Your assignment:
The reply has to be a number alone, equal to how many lines in the entries below hold the string "railing".

Records supplied:
________
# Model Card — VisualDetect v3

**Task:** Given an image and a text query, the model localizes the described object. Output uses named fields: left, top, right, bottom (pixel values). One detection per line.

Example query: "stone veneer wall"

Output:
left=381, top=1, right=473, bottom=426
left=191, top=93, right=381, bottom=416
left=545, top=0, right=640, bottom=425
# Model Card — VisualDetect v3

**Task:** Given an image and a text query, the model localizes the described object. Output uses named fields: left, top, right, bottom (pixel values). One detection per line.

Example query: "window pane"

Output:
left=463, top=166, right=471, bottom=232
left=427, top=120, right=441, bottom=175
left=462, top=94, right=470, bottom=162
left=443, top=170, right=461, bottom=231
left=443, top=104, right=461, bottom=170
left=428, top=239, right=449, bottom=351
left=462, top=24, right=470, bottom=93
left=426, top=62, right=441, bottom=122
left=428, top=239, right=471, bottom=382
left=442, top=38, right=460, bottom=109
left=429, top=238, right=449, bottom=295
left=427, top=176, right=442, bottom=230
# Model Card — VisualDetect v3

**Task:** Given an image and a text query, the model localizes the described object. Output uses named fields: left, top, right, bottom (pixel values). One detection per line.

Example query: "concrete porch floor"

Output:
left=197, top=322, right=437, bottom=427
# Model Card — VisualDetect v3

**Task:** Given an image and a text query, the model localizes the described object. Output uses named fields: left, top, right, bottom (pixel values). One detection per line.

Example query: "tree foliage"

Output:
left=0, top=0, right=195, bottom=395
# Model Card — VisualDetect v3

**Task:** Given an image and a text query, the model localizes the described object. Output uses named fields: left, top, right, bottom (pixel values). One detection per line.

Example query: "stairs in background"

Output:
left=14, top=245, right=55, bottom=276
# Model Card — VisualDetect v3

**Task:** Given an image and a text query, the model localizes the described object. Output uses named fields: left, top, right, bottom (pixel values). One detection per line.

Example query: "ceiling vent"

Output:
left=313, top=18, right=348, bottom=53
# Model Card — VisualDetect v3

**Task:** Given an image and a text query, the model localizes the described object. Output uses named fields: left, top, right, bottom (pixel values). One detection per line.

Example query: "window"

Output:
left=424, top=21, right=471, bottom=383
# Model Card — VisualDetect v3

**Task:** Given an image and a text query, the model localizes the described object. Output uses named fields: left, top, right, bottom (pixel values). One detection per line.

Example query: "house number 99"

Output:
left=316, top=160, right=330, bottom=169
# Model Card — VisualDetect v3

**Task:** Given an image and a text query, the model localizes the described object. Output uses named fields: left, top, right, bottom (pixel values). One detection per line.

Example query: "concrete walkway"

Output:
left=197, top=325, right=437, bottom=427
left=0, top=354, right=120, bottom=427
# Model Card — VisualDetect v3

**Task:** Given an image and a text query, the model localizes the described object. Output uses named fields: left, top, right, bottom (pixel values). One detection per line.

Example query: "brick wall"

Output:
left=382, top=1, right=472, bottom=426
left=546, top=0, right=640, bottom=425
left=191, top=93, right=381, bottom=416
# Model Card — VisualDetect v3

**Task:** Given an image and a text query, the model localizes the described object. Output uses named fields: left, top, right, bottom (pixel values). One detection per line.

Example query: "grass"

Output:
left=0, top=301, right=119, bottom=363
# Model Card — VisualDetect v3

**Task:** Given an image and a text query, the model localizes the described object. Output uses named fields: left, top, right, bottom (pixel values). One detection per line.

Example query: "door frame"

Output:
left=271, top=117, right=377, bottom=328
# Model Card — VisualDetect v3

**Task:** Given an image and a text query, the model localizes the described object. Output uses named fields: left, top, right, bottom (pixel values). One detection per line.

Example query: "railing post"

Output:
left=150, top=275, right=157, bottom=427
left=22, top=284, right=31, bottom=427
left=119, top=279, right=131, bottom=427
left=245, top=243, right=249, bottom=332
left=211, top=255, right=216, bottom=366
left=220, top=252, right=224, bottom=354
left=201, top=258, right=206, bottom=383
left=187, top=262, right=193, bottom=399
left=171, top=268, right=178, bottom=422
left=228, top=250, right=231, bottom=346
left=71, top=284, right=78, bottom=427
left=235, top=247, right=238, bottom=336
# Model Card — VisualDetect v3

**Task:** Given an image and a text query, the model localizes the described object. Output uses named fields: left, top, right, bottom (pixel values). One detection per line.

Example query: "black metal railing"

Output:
________
Result of the exercise:
2